:: Problem to solve ::
Start with the line containing "Please spot the horizontal" and write out each line through the end of the listing, exactly as given.

:: Supplied records ::
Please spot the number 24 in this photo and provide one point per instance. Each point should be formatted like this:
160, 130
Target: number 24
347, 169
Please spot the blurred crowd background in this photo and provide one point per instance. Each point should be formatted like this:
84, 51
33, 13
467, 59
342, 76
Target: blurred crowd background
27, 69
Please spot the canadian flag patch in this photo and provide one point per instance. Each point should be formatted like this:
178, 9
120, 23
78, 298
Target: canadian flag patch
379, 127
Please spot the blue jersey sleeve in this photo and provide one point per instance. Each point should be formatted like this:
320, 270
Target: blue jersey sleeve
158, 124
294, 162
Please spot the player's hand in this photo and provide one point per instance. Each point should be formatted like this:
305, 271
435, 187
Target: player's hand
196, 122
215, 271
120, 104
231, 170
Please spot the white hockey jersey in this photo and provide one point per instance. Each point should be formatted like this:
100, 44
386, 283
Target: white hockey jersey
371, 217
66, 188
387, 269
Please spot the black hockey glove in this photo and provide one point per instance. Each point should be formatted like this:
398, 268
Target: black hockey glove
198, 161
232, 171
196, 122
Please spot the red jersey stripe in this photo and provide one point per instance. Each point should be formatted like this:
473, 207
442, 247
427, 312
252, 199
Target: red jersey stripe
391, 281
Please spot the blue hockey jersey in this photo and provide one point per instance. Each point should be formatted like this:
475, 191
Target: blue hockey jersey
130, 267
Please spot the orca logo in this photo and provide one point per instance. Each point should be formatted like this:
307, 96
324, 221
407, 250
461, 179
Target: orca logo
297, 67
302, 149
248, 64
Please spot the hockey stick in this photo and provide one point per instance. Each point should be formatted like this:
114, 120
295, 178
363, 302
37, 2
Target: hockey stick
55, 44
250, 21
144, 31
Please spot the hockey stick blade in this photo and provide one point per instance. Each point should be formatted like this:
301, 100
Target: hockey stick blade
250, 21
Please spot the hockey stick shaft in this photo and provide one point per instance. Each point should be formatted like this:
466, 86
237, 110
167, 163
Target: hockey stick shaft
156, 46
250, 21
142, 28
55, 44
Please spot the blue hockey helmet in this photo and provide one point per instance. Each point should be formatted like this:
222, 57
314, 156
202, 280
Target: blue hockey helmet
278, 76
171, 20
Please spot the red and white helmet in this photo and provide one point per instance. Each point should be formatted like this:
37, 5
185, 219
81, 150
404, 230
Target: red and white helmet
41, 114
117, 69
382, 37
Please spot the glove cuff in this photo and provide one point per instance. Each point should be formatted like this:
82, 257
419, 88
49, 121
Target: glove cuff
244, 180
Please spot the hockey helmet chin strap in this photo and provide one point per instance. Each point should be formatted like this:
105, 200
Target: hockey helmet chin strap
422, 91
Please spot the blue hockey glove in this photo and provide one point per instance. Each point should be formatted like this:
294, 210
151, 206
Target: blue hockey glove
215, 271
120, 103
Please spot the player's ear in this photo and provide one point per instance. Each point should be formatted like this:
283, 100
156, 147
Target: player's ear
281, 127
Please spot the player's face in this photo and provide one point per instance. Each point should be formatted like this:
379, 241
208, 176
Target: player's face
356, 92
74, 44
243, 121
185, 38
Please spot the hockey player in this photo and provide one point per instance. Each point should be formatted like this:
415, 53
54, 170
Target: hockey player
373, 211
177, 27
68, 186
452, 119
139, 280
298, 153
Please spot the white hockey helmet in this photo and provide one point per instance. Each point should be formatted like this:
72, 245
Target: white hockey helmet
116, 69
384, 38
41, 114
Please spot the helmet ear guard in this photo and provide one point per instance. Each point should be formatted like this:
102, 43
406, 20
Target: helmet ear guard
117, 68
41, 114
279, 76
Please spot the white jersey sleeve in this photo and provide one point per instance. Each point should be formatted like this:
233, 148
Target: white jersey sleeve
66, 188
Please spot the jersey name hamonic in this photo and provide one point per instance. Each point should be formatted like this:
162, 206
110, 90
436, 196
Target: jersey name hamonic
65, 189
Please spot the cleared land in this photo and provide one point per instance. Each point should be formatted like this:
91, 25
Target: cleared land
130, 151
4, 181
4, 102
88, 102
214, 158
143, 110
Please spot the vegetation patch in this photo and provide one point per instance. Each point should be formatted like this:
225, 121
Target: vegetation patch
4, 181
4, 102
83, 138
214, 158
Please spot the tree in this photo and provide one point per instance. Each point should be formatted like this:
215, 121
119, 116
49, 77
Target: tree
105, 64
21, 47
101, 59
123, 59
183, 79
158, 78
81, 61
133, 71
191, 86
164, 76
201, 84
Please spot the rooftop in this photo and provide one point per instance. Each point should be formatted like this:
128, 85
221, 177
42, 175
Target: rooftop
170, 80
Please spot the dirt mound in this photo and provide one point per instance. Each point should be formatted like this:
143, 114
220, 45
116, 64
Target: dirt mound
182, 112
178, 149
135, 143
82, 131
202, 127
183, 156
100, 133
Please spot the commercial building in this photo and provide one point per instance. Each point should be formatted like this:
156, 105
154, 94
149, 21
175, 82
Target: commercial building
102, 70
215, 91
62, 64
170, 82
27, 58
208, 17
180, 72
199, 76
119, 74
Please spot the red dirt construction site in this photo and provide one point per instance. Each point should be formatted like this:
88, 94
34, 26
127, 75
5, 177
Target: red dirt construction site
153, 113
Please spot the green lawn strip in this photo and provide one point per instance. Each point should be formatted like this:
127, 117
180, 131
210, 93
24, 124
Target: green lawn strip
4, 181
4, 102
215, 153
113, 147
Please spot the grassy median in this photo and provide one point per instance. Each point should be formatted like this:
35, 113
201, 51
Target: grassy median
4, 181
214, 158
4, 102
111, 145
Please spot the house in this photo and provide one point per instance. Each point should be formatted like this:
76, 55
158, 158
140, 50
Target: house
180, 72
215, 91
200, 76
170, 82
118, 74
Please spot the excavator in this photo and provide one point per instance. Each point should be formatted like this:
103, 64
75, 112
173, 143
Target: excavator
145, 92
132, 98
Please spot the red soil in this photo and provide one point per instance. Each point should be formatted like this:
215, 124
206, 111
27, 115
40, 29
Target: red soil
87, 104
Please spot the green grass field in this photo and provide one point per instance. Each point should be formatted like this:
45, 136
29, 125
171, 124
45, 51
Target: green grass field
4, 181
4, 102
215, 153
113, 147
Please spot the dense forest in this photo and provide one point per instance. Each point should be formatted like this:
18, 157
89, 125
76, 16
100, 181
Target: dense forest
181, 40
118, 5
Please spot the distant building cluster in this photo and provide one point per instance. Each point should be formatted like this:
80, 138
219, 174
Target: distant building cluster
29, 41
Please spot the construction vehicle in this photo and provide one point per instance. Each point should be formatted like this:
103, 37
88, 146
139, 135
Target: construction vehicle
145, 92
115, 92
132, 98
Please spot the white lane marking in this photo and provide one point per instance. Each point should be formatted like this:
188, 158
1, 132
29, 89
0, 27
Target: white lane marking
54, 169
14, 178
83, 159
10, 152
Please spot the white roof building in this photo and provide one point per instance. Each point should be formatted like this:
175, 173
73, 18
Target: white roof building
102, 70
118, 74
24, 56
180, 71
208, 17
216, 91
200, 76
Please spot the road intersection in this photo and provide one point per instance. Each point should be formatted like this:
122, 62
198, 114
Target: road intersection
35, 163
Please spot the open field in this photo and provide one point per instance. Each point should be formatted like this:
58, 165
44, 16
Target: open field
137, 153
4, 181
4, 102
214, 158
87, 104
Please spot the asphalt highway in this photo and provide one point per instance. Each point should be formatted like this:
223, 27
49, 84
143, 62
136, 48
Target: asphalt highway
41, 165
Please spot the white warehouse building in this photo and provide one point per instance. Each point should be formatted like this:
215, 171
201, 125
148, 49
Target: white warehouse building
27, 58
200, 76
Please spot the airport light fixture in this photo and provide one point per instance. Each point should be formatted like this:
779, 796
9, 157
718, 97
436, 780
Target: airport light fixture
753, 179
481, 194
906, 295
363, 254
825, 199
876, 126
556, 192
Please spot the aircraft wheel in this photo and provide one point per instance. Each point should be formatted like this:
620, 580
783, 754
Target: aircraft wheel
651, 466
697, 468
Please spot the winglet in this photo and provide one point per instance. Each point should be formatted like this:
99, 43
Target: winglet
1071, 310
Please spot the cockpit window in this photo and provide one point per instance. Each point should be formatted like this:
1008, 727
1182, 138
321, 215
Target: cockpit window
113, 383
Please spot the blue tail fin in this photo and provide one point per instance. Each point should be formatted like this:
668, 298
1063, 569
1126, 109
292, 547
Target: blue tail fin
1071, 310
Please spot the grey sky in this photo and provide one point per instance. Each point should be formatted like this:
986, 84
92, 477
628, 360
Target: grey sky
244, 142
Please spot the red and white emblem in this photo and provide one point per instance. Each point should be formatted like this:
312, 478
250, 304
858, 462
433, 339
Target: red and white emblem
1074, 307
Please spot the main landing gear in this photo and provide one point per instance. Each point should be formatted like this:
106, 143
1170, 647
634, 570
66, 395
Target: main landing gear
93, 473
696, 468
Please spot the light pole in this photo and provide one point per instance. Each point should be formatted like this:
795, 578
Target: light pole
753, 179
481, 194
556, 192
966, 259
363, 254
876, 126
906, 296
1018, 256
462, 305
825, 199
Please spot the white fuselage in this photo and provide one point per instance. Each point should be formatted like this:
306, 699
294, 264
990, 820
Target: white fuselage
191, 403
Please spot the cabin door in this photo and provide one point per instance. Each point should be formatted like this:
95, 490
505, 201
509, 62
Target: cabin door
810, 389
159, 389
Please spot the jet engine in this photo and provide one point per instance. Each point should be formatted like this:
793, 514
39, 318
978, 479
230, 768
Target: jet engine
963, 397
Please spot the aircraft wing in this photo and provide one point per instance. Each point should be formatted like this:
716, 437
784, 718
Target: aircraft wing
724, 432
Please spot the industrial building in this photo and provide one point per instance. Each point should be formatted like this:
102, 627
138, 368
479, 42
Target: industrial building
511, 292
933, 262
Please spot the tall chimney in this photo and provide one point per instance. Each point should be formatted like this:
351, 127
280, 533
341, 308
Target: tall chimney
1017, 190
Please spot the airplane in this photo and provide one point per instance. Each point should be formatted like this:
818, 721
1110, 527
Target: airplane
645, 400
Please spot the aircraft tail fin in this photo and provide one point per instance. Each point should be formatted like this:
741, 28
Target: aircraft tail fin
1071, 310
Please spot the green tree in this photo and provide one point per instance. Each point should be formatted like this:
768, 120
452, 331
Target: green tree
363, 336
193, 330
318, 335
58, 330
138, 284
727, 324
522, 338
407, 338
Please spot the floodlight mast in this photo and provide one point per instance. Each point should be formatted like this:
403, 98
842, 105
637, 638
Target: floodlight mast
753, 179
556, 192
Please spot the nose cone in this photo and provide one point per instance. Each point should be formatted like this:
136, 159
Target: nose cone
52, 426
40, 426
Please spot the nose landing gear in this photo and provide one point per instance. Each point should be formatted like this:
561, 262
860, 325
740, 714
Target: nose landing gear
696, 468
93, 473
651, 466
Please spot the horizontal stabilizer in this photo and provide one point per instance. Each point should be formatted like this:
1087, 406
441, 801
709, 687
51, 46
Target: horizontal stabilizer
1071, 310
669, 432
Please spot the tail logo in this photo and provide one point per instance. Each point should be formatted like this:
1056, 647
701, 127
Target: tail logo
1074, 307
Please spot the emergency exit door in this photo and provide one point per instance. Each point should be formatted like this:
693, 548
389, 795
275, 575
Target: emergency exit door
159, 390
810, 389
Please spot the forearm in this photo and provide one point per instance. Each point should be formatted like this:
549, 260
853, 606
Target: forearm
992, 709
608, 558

:: The completed task ::
Please spot the horizontal stabilizer in this photo and provide one point per instance. Each point should be formatted like this:
1087, 406
441, 801
709, 687
51, 46
Target: horizontal stabilizer
1071, 310
669, 432
Please spot the tail logo in this photo and provide one point per instance. Each point should be formatted like this:
1056, 647
701, 127
Target: tail logo
1074, 307
Please spot the emergency exit door in this photo and provide one point per instance. Each point should be formatted like this:
693, 548
389, 795
275, 575
Target: emergency exit door
159, 390
810, 389
Please spot the forearm in this photo and provide one point per instance. Each point should be formatted like this:
549, 260
853, 606
Target: forearm
992, 709
608, 558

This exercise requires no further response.